* _Try it_: From the first line of the entries through the line containing "locate: lighthouse base", output everything exactly except the pictures.

[[ Dataset records open ]]

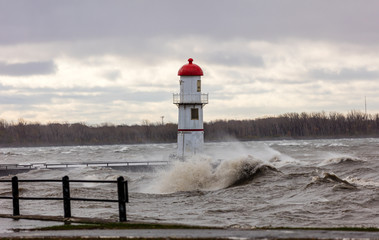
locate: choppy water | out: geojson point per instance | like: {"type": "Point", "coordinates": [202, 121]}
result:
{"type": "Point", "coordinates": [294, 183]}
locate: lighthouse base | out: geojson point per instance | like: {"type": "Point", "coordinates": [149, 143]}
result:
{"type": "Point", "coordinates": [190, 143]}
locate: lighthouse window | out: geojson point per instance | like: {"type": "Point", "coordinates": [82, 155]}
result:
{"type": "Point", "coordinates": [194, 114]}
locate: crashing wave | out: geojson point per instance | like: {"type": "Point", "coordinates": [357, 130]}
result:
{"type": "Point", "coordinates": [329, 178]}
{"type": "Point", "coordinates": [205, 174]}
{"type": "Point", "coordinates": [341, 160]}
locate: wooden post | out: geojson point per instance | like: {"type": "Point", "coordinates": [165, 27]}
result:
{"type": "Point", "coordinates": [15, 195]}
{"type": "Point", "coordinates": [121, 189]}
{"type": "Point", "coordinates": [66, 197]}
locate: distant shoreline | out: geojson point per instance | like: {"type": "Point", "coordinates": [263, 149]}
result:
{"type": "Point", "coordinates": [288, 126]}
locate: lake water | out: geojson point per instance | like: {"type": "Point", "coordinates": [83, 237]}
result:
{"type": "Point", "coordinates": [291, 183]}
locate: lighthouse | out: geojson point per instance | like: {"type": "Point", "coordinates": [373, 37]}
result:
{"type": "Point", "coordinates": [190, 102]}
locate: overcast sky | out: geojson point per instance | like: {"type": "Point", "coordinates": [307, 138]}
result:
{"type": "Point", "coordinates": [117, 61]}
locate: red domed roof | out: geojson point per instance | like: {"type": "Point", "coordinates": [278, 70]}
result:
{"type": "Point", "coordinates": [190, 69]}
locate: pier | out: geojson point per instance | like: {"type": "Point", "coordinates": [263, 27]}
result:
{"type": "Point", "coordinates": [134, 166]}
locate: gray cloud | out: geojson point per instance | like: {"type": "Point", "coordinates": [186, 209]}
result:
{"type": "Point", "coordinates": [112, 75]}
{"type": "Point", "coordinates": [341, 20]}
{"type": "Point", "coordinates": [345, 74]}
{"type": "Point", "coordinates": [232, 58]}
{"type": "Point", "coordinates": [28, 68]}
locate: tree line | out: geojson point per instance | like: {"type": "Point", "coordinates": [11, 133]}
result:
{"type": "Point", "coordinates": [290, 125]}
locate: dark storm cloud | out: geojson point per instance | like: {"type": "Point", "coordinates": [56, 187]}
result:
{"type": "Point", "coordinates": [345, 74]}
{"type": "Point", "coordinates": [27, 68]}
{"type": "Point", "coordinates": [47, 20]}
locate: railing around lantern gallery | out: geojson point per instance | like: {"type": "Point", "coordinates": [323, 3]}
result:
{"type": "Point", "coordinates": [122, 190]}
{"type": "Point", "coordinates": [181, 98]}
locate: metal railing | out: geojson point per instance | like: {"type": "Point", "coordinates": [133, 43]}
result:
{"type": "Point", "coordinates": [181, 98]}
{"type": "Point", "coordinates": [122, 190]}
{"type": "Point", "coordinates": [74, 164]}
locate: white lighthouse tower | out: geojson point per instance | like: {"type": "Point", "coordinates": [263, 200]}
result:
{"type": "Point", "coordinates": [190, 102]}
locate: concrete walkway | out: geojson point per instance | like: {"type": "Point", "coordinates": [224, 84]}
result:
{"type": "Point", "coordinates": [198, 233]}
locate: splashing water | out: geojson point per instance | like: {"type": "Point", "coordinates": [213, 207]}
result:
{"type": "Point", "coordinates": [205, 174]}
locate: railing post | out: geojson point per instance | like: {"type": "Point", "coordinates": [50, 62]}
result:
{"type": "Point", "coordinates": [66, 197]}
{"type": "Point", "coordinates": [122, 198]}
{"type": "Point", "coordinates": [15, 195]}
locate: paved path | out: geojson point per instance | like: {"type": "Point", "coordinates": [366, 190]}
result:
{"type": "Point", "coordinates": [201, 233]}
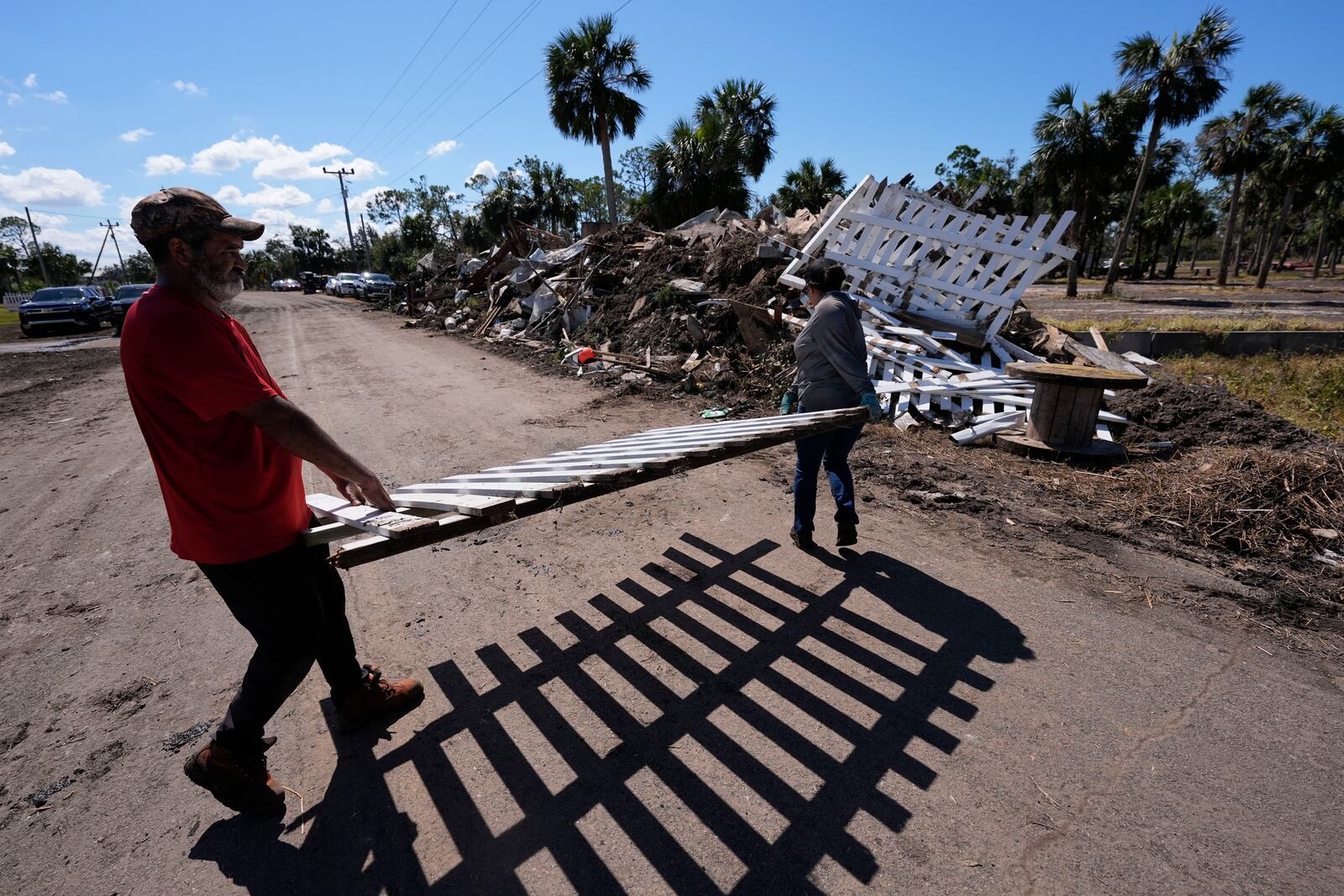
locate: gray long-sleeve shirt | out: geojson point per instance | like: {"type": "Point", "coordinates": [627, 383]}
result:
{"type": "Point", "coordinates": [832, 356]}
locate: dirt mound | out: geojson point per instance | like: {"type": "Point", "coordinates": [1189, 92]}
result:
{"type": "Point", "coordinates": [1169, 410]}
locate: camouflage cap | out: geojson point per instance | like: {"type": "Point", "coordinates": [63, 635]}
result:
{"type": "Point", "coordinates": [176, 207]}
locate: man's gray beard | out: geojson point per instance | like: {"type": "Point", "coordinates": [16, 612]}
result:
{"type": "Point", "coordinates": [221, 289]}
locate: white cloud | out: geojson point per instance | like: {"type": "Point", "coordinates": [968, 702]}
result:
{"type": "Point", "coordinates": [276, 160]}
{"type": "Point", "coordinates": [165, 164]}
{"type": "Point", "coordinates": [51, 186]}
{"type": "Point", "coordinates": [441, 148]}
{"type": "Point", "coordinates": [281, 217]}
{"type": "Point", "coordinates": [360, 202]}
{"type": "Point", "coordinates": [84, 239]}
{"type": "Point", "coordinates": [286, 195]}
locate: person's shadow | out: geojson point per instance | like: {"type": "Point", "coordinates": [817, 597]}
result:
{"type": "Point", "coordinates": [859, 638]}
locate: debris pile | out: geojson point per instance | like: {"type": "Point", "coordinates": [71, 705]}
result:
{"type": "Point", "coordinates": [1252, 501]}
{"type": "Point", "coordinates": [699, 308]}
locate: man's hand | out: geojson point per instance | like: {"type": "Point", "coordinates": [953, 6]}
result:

[[ Dataset records closed ]]

* _Task answer_:
locate: choppy water | out: geojson point per instance | like: {"type": "Point", "coordinates": [202, 121]}
result:
{"type": "Point", "coordinates": [294, 183]}
locate: lighthouse base | out: geojson point per instance | like: {"type": "Point", "coordinates": [149, 143]}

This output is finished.